# Problem statement
Which lines in the rows below contain the string "Find", with case taken into account? Locate each of them and copy it out in full.

# Given information
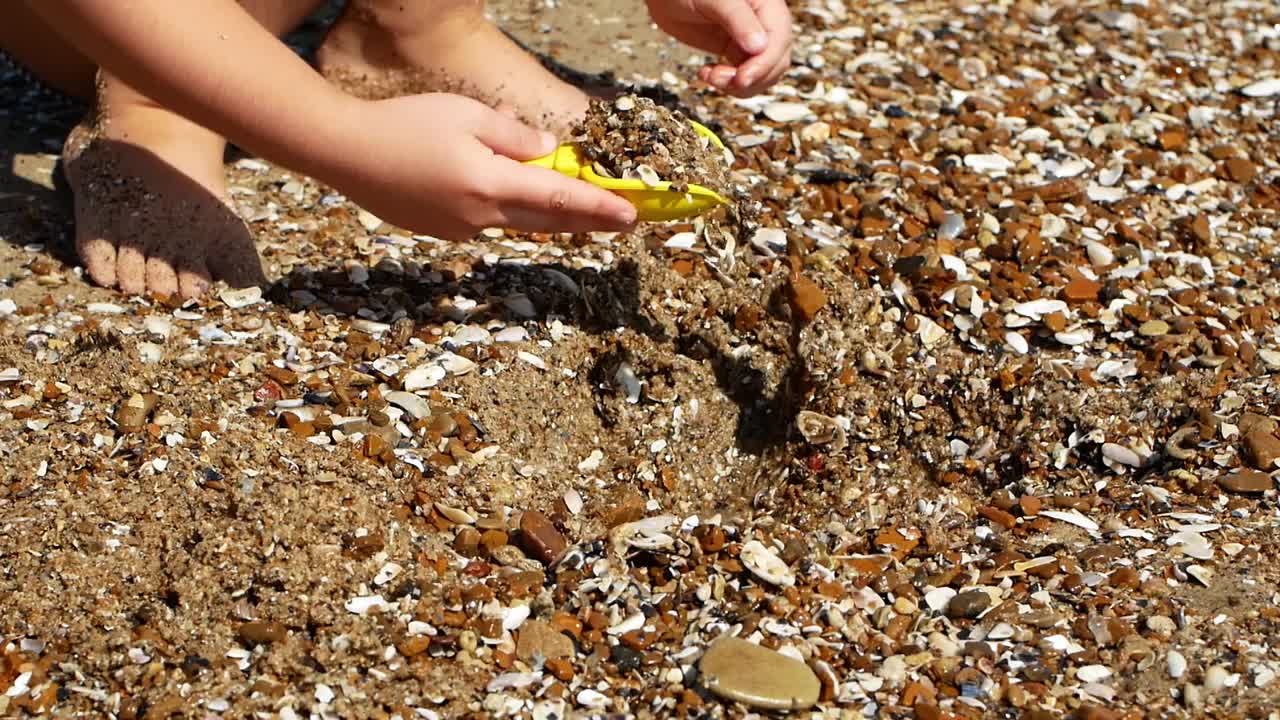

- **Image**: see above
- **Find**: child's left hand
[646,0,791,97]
...
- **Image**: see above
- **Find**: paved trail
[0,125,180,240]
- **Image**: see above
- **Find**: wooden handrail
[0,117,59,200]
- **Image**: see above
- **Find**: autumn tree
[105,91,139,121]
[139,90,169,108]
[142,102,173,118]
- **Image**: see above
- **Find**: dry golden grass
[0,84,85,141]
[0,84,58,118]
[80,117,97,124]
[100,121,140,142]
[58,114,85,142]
---
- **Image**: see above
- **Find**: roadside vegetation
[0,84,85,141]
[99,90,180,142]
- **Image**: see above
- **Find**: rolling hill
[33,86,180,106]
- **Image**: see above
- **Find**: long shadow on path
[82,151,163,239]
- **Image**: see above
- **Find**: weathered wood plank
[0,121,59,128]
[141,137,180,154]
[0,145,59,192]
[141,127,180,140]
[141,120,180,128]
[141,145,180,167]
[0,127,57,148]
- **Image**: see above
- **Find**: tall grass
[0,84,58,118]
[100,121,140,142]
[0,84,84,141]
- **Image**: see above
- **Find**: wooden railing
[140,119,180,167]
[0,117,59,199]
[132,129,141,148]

# Solution to the problem
- **Find**: child's left hand
- **Find**: paved trail
- **Find**: wooden handrail
- **Find**: autumn tree
- **Find**: dry golden grass
- **Find**: roadside vegetation
- **Find**: rolling hill
- **Find**: long shadow on path
- **Find**: weathered wood plank
- **Find**: tall grass
- **Find**: wooden railing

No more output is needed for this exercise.